Extracted records:
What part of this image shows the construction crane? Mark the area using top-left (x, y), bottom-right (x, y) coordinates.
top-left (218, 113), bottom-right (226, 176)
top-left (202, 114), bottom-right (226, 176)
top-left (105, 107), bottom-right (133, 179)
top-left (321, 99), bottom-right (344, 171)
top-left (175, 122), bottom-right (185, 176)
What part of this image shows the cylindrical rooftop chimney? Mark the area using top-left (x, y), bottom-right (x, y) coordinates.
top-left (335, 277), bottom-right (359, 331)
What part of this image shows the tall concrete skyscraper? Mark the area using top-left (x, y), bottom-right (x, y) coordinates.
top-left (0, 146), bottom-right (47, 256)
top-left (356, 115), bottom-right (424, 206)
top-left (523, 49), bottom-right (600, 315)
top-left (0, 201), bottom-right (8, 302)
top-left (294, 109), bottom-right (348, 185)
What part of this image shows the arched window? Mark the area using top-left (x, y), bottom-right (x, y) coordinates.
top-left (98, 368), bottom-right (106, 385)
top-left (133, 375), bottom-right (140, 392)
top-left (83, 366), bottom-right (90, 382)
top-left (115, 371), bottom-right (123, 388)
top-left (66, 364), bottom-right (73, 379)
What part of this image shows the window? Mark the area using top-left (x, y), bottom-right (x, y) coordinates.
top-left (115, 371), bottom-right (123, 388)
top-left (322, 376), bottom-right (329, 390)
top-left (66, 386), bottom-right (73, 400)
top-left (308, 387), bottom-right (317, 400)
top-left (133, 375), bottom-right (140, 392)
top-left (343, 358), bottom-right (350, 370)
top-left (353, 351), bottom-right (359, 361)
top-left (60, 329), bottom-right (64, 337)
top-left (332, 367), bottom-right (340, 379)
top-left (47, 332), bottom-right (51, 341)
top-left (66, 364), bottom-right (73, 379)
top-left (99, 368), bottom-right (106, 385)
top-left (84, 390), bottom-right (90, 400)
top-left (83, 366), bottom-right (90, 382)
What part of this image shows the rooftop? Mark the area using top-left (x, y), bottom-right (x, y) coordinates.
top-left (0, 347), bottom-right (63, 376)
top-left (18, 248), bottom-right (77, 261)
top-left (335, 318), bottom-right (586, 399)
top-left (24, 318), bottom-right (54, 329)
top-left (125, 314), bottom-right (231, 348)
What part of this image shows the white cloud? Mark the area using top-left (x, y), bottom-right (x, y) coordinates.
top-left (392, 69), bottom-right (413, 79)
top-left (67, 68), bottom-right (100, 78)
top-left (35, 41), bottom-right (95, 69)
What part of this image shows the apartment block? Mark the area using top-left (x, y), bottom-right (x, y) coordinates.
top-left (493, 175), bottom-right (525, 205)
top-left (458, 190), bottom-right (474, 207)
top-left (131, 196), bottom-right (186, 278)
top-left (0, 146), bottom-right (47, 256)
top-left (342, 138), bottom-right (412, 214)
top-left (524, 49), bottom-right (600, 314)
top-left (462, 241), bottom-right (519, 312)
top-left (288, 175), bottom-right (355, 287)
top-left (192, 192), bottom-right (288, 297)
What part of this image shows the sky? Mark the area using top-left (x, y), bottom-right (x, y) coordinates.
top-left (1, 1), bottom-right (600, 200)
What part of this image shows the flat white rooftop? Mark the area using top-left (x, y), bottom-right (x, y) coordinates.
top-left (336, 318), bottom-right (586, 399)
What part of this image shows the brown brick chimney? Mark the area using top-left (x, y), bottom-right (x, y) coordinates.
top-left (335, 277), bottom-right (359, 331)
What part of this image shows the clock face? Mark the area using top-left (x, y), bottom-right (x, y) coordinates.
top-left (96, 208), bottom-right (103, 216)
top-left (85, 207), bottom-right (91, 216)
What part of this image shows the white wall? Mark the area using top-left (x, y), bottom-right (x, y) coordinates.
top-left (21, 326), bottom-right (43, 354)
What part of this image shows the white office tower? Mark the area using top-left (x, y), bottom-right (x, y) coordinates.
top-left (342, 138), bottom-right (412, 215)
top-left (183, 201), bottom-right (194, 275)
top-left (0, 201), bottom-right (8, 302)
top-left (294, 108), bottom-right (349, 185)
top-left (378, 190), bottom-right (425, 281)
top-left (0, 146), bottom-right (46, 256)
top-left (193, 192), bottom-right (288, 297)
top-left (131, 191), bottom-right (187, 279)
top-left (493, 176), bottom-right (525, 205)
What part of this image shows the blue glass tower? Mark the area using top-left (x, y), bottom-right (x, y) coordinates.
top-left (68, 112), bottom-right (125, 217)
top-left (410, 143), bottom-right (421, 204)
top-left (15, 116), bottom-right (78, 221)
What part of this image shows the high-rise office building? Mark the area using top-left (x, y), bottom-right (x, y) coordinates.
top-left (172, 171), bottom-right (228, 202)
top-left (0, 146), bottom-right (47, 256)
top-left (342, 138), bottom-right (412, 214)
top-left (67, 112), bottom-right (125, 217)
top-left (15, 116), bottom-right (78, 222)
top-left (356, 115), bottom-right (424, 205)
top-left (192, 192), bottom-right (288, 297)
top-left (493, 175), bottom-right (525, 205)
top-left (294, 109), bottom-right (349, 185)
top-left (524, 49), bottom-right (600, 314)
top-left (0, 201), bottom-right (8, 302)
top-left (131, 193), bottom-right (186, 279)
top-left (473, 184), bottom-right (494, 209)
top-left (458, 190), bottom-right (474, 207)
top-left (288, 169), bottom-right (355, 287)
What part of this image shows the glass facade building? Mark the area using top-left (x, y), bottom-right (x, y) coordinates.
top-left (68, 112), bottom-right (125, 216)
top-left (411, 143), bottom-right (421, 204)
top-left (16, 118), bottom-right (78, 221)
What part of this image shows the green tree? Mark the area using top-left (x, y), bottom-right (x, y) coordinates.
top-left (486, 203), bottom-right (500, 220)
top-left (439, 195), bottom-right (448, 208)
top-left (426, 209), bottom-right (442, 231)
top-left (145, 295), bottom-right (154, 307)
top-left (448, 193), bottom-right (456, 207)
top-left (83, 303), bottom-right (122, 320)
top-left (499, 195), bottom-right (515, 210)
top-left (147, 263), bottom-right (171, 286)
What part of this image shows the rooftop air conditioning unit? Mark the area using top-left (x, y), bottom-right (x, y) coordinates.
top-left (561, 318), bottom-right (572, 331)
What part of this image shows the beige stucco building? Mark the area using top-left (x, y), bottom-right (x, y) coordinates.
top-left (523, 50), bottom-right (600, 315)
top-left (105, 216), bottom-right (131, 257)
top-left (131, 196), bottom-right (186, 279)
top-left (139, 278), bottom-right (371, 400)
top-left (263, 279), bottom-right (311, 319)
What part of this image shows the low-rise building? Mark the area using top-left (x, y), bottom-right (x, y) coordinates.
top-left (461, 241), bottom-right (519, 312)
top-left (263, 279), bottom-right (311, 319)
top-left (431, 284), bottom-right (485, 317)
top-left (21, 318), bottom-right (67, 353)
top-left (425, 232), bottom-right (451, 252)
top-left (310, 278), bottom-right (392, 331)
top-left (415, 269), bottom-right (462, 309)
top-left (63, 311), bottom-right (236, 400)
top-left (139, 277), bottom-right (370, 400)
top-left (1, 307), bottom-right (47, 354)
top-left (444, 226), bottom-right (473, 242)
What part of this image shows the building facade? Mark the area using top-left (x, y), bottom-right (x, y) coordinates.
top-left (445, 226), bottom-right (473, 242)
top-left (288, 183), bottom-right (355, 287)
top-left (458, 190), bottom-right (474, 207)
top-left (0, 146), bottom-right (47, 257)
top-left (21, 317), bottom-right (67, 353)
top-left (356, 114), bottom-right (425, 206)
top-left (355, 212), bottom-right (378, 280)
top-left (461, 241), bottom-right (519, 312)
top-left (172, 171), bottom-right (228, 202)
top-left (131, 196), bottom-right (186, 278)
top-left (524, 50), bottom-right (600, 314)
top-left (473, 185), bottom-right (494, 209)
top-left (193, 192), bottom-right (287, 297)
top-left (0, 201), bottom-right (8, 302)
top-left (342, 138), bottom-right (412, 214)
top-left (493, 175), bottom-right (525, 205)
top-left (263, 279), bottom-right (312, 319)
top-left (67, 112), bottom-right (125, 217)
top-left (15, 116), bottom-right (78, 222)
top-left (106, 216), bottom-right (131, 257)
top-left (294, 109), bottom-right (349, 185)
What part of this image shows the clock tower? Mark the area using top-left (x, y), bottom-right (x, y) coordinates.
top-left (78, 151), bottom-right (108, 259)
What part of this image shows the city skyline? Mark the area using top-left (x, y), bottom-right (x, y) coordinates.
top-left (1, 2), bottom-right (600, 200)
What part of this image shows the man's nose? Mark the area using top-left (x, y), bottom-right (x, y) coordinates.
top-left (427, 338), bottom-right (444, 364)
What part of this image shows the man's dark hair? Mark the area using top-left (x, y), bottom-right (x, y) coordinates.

- [What the exercise asks] Output the line containing "What part of this image shows the clock tower?" and every line after it through the final line of the records above, exactly as written and nothing else.

- [Answer]
What part of this image shows the clock tower? Mark the area using top-left (x, y), bottom-right (x, y) coordinates.
top-left (78, 151), bottom-right (108, 259)
What part of this image shows the city skyline? Mark the area using top-left (x, y), bottom-right (x, y) coordinates.
top-left (1, 2), bottom-right (600, 200)
What part of this image shows the man's nose? Mark the area using top-left (x, y), bottom-right (x, y) coordinates.
top-left (427, 338), bottom-right (444, 364)
What part of this image shows the man's dark hair? Mark the area using top-left (x, y), bottom-right (x, y) coordinates.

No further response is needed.